原文抜粋:
【あの二人が帰ってきた!】特別展「ボストン美術館展 芸術×力」は見どころいっぱい

2022/8/5 20:30 yamasan yamasan

いまトピアート部のyamasanです。

今回はコロナ禍の影響で2年延期になり、このたびめでたく開催されることになった東京都美術館 特別展「ボストン美術館展 芸術×力(げいじゅつとちから)」をご紹介したいと思います。

あの二人が帰ってきた!

今回の展覧会の注目はなんといっても10年ぶりに里帰りを果たした《吉備大臣入唐絵巻》

東シナ海の荒波を超えて二回も唐に渡り、二回とも日本に無事帰ってきた吉備真備のことですから、太平洋を渡ってアメリカから必ず帰ってきてくれると信じていましたが、こうやって実物を目の前にすると喜びもひとしお。
全四巻が全期間通じて一挙公開されるという感動の展示風景です。


《吉備大臣入唐絵巻》平安時代後期-鎌倉時代初期、12世紀末 ボストン美術館 展示風景

唐に渡った吉備大臣が、皇帝の使者たちから難題を投げかけられ、鬼となった阿倍仲麻呂の助けを受けて関門を突破するというユニークなストーリー展開や、絵巻に描かれた「ゆるキャラ」の吉備大臣や阿倍仲麻呂はすでにSNS上で話題になっていますが、この絵巻の面白さは何と言っても、吉備真備と再会した阿倍仲麻呂が、実際には生きていたのに霊となって鬼の姿で現れる設定になっているところです。

こちらは吉備大臣が「飛行自在の術」を使って阿倍仲麻呂と空を飛んで宮殿に向かう場面。

《吉備大臣入唐絵巻》(部分)平安時代後期-鎌倉時代初期、12世紀末 ボストン美術館 

史実では、吉備真備が阿倍仲麻呂とともに初めて唐に渡ったのは717(養老元)年。
吉備真備は735(天平7)年に帰国しますが、時の皇帝・玄宗に気に入られた阿倍仲麻呂は唐に残り朝廷に仕え、753(天平勝宝5)年にようやく玄宗から帰国の許可を得て、その前の年に吉備真備らとともに入唐していた藤原清河の船に乗って帰国の途につきました。
しかし、船は難破して現在のベトナムに漂着、阿倍仲麻呂は再び長安に戻り朝廷に仕え、そこで生涯を終えました。

提供資料:

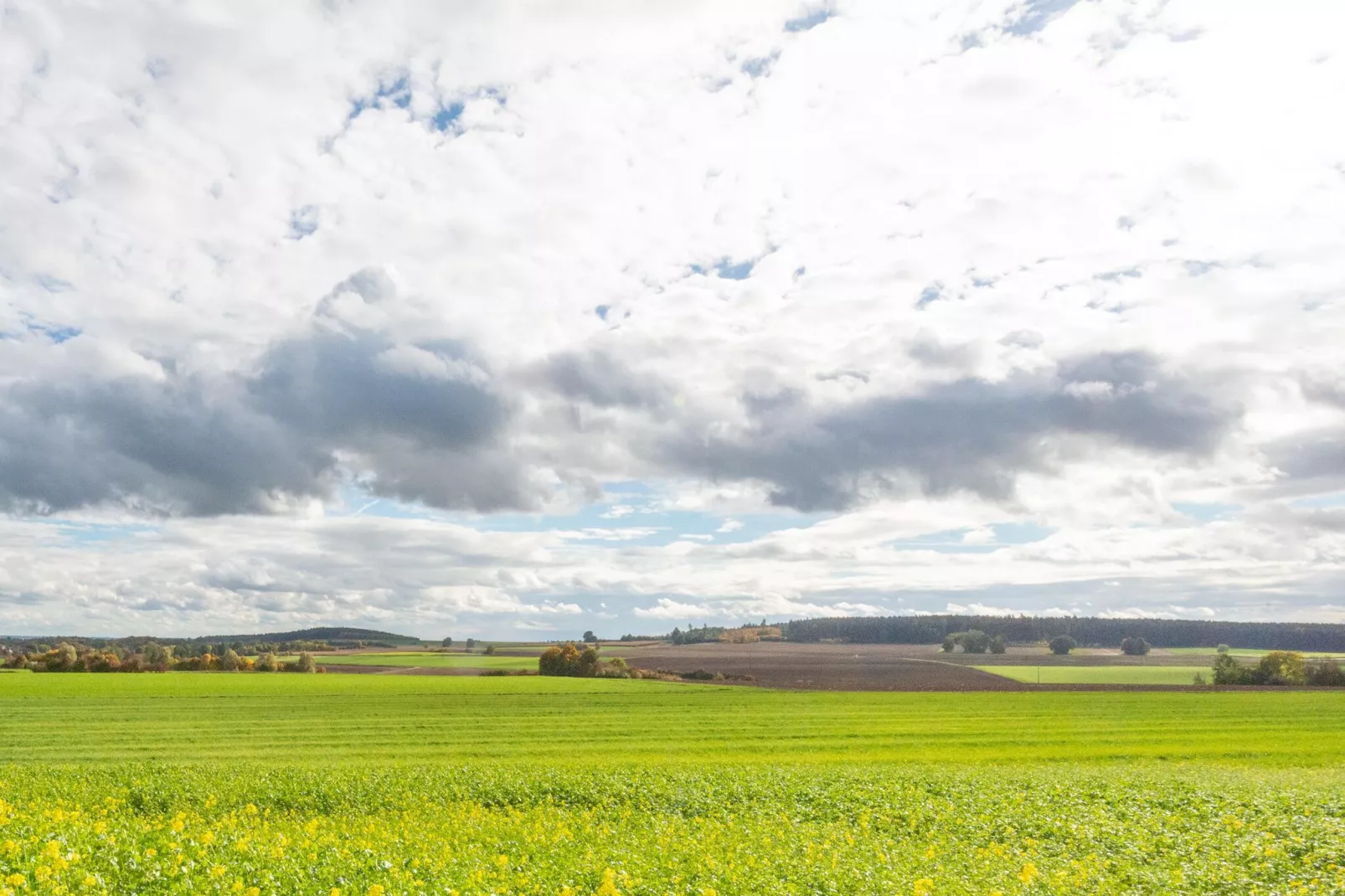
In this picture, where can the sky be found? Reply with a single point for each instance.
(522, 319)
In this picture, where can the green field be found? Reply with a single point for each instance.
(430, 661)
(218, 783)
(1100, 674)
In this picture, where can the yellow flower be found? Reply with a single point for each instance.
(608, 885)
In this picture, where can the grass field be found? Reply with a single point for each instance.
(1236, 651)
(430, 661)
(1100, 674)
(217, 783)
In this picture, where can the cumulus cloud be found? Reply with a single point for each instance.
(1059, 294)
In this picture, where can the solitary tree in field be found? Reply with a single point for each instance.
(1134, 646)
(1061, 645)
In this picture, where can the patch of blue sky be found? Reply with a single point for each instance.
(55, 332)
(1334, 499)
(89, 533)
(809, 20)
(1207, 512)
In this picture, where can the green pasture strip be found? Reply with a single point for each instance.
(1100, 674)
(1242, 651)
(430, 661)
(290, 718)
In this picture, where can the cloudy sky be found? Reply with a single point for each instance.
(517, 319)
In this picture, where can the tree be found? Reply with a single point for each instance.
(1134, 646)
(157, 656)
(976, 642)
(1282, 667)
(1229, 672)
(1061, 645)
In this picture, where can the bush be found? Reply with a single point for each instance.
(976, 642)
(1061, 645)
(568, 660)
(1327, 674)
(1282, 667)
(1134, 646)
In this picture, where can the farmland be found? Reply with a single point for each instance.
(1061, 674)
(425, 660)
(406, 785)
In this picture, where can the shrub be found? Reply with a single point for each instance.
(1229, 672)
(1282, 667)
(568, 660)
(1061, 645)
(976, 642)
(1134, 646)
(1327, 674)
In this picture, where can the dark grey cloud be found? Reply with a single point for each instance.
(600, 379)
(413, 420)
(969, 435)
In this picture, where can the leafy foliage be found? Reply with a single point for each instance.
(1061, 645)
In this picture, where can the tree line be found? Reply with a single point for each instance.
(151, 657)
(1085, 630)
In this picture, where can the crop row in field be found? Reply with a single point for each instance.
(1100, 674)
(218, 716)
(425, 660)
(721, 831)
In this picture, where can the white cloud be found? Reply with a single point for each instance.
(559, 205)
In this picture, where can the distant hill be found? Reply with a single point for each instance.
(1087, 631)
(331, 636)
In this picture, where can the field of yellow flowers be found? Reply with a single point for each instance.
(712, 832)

課題一覧:
(1) ボストン美術館展の紹介記事から、「2022/8/5 20:30 yamasan」で始まり「全四巻が全期間通じて一挙公開されるという感動の展示風景です。」まで続く部分を一字一句変えずに書き写してください。
(2) ボストン美術館展の紹介記事のうち史実を述べた段落に、元号を添えて書かれている年をすべて挙げてください。
(3) ボストン美術館展の紹介記事の最後の文に続けて、その先を書いてください。

解答一覧:
(1)
2022/8/5 20:30 yamasan yamasan

いまトピアート部のyamasanです。

今回はコロナ禍の影響で2年延期になり、このたびめでたく開催されることになった東京都美術館 特別展「ボストン美術館展 芸術×力(げいじゅつとちから)」をご紹介したいと思います。

あの二人が帰ってきた!

今回の展覧会の注目はなんといっても10年ぶりに里帰りを果たした《吉備大臣入唐絵巻》

東シナ海の荒波を超えて二回も唐に渡り、二回とも日本に無事帰ってきた吉備真備のことですから、太平洋を渡ってアメリカから必ず帰ってきてくれると信じていましたが、こうやって実物を目の前にすると喜びもひとしお。
全四巻が全期間通じて一挙公開されるという感動の展示風景です。

(2)
717(養老元)年
735(天平7)年
753(天平勝宝5)年

(3)
一方の吉備真備は翌年、日本に無事帰国し、その後、阿倍仲麻呂が亡くなったあとの唐に渡ることはありませんでした。


復原された遣唐使船(筆者撮影)

復原された遣唐使船は、奈良の平城宮跡歴史公園に展示されています。平城宮跡歴史公園は以前のコラムで紹介しているので、こちらをご覧ください。

【進化する世界遺産】1300年前の都にタイムスリップ!
https://ima.goo.ne.jp/column/article/8680.html


阿倍仲麻呂は、超難関で知られた中国の官吏登用試験の科挙に合格するほどの秀才で、唐代を代表する詩人、李白、王維らの文人たちと交わり、詩歌にもすぐれていたので、後世になってスーパーマンのように人間を超越した存在というイメージがふくらんだのでしょうか。
生きている阿倍仲麻呂だったら空を飛んだりはできないので、現代の私たちがこれだけ楽しめる絵巻を見られるのは、こんな奇抜な発想を思いついた人たちのおかげかもしれません。


中国・西安市内の興慶宮公園にある阿倍仲麻呂紀念碑(筆者撮影)

手前には李白が阿倍仲麻呂の死を悼んで詠った詩が刻まれています。
反対側には、仲麻呂の有名な和歌「天の原ふりさけ見れば春日なる三笠の山に出でし月かも」が漢字で刻まれています。

吉備真備や阿倍仲麻呂が滞在した長安(現在の西安)の様子はこちらのコラムで紹介しています。

あの「ゆるキャラ絵巻」が帰ってくる!
https://ima.goo.ne.jp/column/article/7876.html

「あの二人」のゆるキャラグッズもありますので、お帰りにはぜひミュージアムショップにもお立ち寄りください。



「芸術×力」の「力」とは何か?


《吉備大臣入唐絵巻》は、10年前に東京国立博物館で開催された特別展「ボストン美術館 日本美術の至宝」展で来日した時に拝見しました。 この時にはタイトルどおり、長谷川等伯の《龍虎図屏風》ほか日本美術の名品の数々が里帰りを果たしました。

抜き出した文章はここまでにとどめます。